### BRIEF
Retype the passage from the essay on rhinos and community exactly, starting at "On occasion a" and ending at "the family pod.".

### QUOTED PASSAGE
───

They finished their tea before my group did and as one of them walked past our table I decided to be bold and ask, "Excuse me," I said, "I couldn't help noticing the four of you. You seem so happy together like you've know each other a very long time. I'm curious, how long have you know each other."

The woman smiled and said, "We've all known each other since kindergarten."

I said something like, "That's incredible." or "Wow, how did that happen?"

And she went on to say, "It's been very sweet over the years and at our age, you really cherish your women friends. Our children have come and gone. For some of us our husband (or husbands) have also come and gone, but we've always had each other."

So I'm thinking those rhinos out on the pretend savanna in Southern California and all the ones out on the real African savanna are on to something. There is safety and security in numbers, a camaraderie or, if you want to give it a gender specific name, a comadre that allows for taking on the risks of childbirth and raising children with the security of a posse of helpful women at your side.


Karen and friend

It will be interesting to see what happens at Windward in the child bearing years for the next generation of our intentional community. Communities through out the centuries have had many examples of tribes and sister wives raising children together. One part of China has a walking marriage where children stay with their mothers and uncles and grandparents from their maternal side of their family.

On occasion a car will pass me by with the bumper sticker - LOVE MAKES A FAMILY. Being in the midst of raising two teenage daughters, I know full well that love, while very, very essential is not the only element at play. It also takes a lot of groceries, a warm and welcoming place to be, a sense of humor and some stress relief for the main inhabitants of the family pod.

But I very much respect what I understand the intended sentiment of the bumper sticker to be - family is not gender specific or number specific. Family keeps coming back to the table (or that warm spot on the savanna or the Palace Hotel at Christmas time) to laugh and cry and circle the wagons, so to speak, around who ever is currently most in need of comfort and support.

There is no easy way to form and maintain family and community. As a person well known for being deep into intentional community, I get approached often by those who have been on a more solo path or in a tight (almost too tight) coupling, or a more isolated, overworked nuclear family with questions about how it all works and is it all worth it.

I'm in the habit of smiling and saying, "Is life in intentional community worth it? Sure. If you aren't used to it, it's going to hurt like hell at first and feel like a lot of work many times over the years, but isn't something that stands a really good chance of lasting past the efforts of just one or two people worth working for?"

Those were certainly some pretty safe and happy looking rhinos in no need of our little bucket of apples. I'm sure they have their moments with each other, as we all do, but their pod is probably somewhere on that San Diego savanna right now, snorting a bit and getting on with life just fine.

───

### DATA EXCERPTS
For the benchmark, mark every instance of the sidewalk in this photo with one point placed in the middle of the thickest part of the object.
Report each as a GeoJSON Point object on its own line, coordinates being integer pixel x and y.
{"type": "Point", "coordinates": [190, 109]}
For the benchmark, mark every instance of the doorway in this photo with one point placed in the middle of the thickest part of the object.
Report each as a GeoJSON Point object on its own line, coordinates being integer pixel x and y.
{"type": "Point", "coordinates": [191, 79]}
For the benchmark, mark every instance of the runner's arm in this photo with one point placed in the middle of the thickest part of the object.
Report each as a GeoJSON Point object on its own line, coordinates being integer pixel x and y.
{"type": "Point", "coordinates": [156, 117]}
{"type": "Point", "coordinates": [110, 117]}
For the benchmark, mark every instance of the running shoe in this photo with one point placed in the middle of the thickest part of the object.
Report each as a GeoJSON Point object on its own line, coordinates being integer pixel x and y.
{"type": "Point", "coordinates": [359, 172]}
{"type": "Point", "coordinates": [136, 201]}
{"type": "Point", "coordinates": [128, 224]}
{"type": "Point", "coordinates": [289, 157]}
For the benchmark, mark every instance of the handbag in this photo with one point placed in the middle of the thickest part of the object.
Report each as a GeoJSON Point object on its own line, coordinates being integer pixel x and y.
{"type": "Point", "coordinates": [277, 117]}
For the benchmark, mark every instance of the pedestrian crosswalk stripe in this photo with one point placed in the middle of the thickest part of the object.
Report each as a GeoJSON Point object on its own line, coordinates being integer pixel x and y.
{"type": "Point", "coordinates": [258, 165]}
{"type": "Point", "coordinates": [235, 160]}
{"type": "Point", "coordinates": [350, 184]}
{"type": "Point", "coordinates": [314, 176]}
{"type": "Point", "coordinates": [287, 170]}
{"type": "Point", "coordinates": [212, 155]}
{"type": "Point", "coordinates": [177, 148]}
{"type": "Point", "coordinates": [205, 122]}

───

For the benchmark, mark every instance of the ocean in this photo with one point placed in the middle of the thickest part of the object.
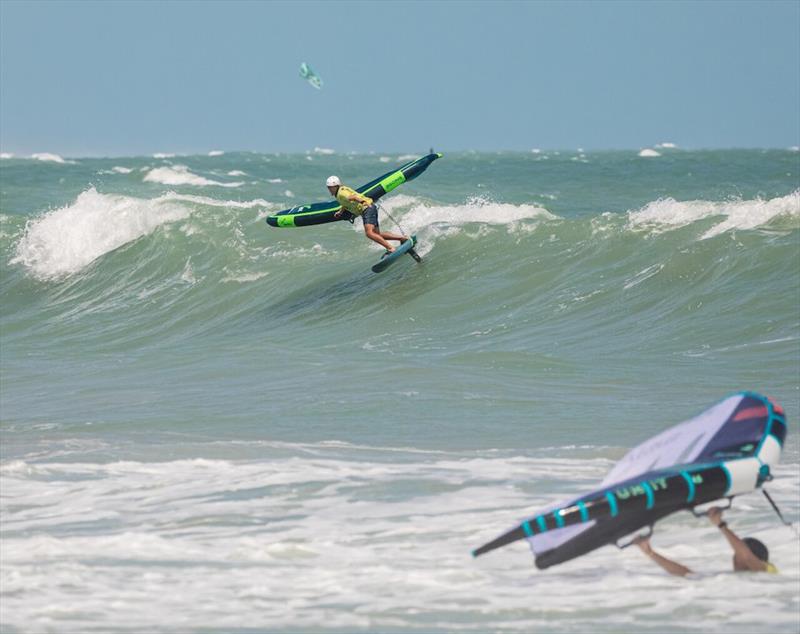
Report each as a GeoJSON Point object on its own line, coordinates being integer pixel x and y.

───

### SOLUTION BELOW
On occasion a car will pass me by with the bumper sticker - LOVE MAKES A FAMILY. Being in the midst of raising two teenage daughters, I know full well that love, while very, very essential is not the only element at play. It also takes a lot of groceries, a warm and welcoming place to be, a sense of humor and some stress relief for the main inhabitants of the family pod.